将下方关于中国经济引领世界的短文完整摘录出来,不作任何改动。

阅读材料
◆ ◆ ◆

中美不仅要在世界经济增长中成为最强劲的动力来源,确保世界经济的健康、稳定和可持续发展,而且在世界经济治理中也要扮演关键角色,共同推动经济治理体系的合理和效率。在新一轮亚太经济合作中,中国要增强自身在议程设置和规则制定方面的能力,不亦步亦趋,避免一味防御,改变规则“被动接受者”的地位。
美国《名利场》杂志最近发表了诺贝尔经济学奖得主约瑟夫·施蒂格利茨撰写的《中国世纪》:“中国经济以拔得头筹之势进入2015年,并很可能长时间执此牛耳,即使不能永久保持。中国已回到它在人类历史上大多数时间里所占据的位置。”
事实上,关于中国经济的“头筹”一说,国际货币基金组织(IMF)在去年10月曾发布了一组数据并宣称,中国2014年GDP预计达17.6万亿美元,超过美国的17.4万亿美元,从而成为世界第一大经济体。不仅如此,IMF还预计,到2019年,中国经济规模将超过美国20%。
尽管IMF的数据基于购买力平价计算得出,在经济学界并没有得到普遍的认同,但中国经济的强势却是不容否认的。关键是中国经济能否真正成为世界经济新的引擎,在新一年复杂的世界经济趋势下,中国经济将如何引领世界?
聚焦国际经济形势,复旦大学在近日也发布了一篇报告,题为《失衡与重构:2014复旦国际战略报告》,回顾2014年国际政治、经济格局,更是对新一年的发展趋势进行了展望。“对话”报告的几位撰写者,我们试图解答“中国经济如何影响、引领世界”。

◆ ◆ ◆

可用数据
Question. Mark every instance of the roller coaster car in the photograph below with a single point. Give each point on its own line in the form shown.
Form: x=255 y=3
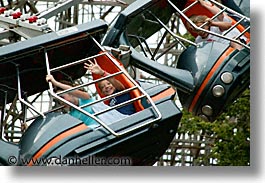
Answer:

◆ ◆ ◆

完整输出
中美不仅要在世界经济增长中成为最强劲的动力来源,确保世界经济的健康、稳定和可持续发展,而且在世界经济治理中也要扮演关键角色,共同推动经济治理体系的合理和效率。在新一轮亚太经济合作中,中国要增强自身在议程设置和规则制定方面的能力,不亦步亦趋,避免一味防御,改变规则“被动接受者”的地位。
美国《名利场》杂志最近发表了诺贝尔经济学奖得主约瑟夫·施蒂格利茨撰写的《中国世纪》:“中国经济以拔得头筹之势进入2015年,并很可能长时间执此牛耳,即使不能永久保持。中国已回到它在人类历史上大多数时间里所占据的位置。”
事实上,关于中国经济的“头筹”一说,国际货币基金组织(IMF)在去年10月曾发布了一组数据并宣称,中国2014年GDP预计达17.6万亿美元,超过美国的17.4万亿美元,从而成为世界第一大经济体。不仅如此,IMF还预计,到2019年,中国经济规模将超过美国20%。
尽管IMF的数据基于购买力平价计算得出,在经济学界并没有得到普遍的认同,但中国经济的强势却是不容否认的。关键是中国经济能否真正成为世界经济新的引擎,在新一年复杂的世界经济趋势下,中国经济将如何引领世界?
聚焦国际经济形势,复旦大学在近日也发布了一篇报告,题为《失衡与重构:2014复旦国际战略报告》,回顾2014年国际政治、经济格局,更是对新一年的发展趋势进行了展望。“对话”报告的几位撰写者,我们试图解答“中国经济如何影响、引领世界”。